Task prompt: From the line containing "occurrences of blue" to the end of the entries, return every line exactly, both ends included, and add nothing.
↓
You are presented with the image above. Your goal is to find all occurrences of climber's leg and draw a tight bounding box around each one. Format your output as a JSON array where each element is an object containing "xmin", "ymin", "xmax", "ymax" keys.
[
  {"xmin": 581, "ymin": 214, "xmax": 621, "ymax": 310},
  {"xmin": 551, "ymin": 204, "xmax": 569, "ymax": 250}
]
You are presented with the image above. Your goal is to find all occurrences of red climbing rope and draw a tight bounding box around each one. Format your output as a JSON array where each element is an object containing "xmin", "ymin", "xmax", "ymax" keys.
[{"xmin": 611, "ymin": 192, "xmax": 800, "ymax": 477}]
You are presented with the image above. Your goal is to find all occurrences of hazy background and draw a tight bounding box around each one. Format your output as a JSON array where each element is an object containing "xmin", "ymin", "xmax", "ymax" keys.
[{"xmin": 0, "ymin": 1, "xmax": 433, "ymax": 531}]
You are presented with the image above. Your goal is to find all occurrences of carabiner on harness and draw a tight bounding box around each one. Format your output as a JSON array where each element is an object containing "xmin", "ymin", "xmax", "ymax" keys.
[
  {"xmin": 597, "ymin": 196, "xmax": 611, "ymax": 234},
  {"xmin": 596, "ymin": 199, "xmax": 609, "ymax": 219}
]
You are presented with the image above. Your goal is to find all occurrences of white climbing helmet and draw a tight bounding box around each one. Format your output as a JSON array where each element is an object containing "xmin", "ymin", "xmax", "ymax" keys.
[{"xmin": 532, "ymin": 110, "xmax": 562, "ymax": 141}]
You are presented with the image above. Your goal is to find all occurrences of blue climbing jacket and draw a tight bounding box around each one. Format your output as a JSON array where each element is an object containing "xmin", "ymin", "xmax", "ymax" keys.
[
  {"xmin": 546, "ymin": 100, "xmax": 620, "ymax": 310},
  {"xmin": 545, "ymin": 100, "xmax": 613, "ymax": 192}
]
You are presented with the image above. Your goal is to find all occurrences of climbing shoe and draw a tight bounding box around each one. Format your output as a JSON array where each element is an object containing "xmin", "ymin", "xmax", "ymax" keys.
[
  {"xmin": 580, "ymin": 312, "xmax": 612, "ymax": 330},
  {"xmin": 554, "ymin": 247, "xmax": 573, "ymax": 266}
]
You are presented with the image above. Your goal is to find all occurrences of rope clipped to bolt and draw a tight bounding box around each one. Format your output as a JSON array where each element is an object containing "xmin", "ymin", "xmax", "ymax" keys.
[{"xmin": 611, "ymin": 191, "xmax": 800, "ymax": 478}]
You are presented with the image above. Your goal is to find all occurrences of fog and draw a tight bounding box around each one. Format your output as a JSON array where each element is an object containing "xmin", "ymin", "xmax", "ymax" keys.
↑
Exercise result:
You are presented with the image above. Your goal is to find all occurrences of blue climbing jacket and draw a tight bounding box around each one. Format your output as a JSON array where each element is an object containing "xmin", "ymin", "xmax", "ymax" keys.
[
  {"xmin": 546, "ymin": 100, "xmax": 620, "ymax": 310},
  {"xmin": 545, "ymin": 100, "xmax": 613, "ymax": 192}
]
You are presented with the image above. Your goal is to find all occurrences of climbing shoe and draw a tight bounding box around each one. Format your output as a JSON array where each element is an object containing "xmin", "ymin", "xmax", "ymax" keys.
[
  {"xmin": 580, "ymin": 312, "xmax": 612, "ymax": 330},
  {"xmin": 554, "ymin": 247, "xmax": 573, "ymax": 266}
]
You are presented with the image above. Your goal is to find all occurrences of rope clipped to bolt and draw a tight bounding box around each one. Format your output as a JSON array where each element is an object containing "xmin", "ymin", "xmax", "ymax" keys.
[{"xmin": 611, "ymin": 191, "xmax": 800, "ymax": 478}]
You are presented with the image above. Your goal is to find all occurrences of fog and draw a tight bounding box around each one. Format your output as a JSON array where each element is an object containing "xmin", "ymin", "xmax", "ymax" keys.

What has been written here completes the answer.